Y es que la ciencia es un factor de desarrollo civilizatorio, y como tal, vista más allá de períodos cortos; es, a la larga, un factor en la transformación revolucionaria de la sociedad. Detrás de pretensiones universales y ahistóricas, la ciencia es, siempre ha sido, un resultado del ser humano, social e históricamente condicionado.
Por eso, la ciencia -que es un factor de desarrollo económico esencial en la sociedad moderna- constituye, antes que eso, un fenómeno cultural. Cuando lo olvidamos, terminamos poniendo en peligro hasta su función económica.
Hoy, aquí, celebramos ante todo a la ciencia como cultura y como cultura vale la oportunidad para repasarla.
Como apunta el Dr. Jorge Nuñez Jover, «La ciencia no es un fin en sí mismo y tampoco es un montón de teorías verdaderas. La ciencia es una actividad social que llevan a cabo grupos practicantes, portadores de una cultura que incluye valores, prioridades, actitudes, pautas de conducta y aun ideologías. La crítica a la ciencia debe servirnos para discutir cada uno de esos aspectos y su adecuación o no a los fines mayores que la sociedad demanda»
Es en ese sentido que vale la pena que nos preguntemos hoy, que nos preguntemos siempre, qué función está cumpliendo la ciencia en el mundo, para intentar entender, cuál debe cumplir en nuestro país, ahora mismo, dentro del contexto internacional en que se desenvuelve.

---

▶ Consigna escrita a:
En el fragmento sobre la ciencia como cultura, ¿a quién se atribuye la cita que presenta la ciencia como una actividad social?
El fragmento y los registros son materiales independientes entre sí.

▶ Registros:
---

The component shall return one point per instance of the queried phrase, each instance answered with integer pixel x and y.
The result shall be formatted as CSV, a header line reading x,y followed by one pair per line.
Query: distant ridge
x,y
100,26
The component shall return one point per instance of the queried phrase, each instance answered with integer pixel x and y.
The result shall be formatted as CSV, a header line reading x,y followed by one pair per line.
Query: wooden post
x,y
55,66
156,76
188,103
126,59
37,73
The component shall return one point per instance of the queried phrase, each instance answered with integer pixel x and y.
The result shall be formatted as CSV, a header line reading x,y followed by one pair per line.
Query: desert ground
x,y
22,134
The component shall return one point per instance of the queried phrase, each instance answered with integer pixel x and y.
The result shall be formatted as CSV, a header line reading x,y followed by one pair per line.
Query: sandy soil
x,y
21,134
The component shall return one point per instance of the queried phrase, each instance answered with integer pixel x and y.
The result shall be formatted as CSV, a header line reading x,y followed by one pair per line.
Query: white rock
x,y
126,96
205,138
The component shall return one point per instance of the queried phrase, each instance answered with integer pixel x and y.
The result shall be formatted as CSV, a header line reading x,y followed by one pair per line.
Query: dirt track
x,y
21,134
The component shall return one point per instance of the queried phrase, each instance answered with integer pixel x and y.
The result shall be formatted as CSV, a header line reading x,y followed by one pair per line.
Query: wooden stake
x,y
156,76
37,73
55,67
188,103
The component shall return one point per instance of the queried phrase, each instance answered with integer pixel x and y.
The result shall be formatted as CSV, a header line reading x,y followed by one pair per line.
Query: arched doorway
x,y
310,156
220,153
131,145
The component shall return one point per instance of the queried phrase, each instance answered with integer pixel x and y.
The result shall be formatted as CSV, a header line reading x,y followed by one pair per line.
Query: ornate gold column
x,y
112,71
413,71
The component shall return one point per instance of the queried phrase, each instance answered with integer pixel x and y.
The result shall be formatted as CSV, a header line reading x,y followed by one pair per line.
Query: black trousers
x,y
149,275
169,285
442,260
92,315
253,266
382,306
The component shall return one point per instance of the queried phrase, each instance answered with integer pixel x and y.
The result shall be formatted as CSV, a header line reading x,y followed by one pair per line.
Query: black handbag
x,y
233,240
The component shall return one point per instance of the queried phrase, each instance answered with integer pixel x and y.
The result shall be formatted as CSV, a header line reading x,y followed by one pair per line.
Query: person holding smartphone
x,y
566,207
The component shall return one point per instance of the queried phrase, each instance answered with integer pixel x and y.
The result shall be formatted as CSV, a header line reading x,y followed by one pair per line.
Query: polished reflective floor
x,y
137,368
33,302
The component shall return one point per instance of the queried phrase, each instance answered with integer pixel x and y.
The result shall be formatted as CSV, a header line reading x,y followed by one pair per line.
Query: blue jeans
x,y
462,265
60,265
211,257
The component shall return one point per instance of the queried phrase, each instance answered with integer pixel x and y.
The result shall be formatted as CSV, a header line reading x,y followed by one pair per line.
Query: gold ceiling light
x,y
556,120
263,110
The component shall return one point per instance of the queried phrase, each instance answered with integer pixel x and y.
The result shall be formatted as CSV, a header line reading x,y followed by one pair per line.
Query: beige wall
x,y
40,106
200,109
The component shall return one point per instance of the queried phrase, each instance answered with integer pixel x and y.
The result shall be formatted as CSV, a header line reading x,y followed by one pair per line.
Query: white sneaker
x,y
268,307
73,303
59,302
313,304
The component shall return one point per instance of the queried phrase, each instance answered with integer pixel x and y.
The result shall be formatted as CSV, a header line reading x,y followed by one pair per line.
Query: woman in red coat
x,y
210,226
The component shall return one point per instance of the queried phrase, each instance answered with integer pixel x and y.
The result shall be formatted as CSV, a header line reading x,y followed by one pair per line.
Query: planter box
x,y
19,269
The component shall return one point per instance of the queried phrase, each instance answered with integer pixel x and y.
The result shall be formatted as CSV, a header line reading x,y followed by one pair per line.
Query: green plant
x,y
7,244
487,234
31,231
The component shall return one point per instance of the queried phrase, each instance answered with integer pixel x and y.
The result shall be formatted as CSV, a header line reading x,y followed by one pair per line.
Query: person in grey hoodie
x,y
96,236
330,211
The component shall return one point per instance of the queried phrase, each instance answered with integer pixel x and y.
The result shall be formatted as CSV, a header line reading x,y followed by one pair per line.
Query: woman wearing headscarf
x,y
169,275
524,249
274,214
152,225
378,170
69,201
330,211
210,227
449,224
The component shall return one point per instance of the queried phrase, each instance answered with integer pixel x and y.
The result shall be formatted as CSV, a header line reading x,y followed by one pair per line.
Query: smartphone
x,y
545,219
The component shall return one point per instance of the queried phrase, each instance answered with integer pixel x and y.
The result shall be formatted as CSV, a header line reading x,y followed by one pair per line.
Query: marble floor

---

▶ Consigna escrita b:
Cuenta las líneas de los registros que contienen la cadena "black", distinguiendo entre mayúsculas y minúsculas, y responde solo con el número.

▶ Respuesta escrita a:
Al Dr. Jorge Nuñez Jover.

▶ Respuesta escrita b:
2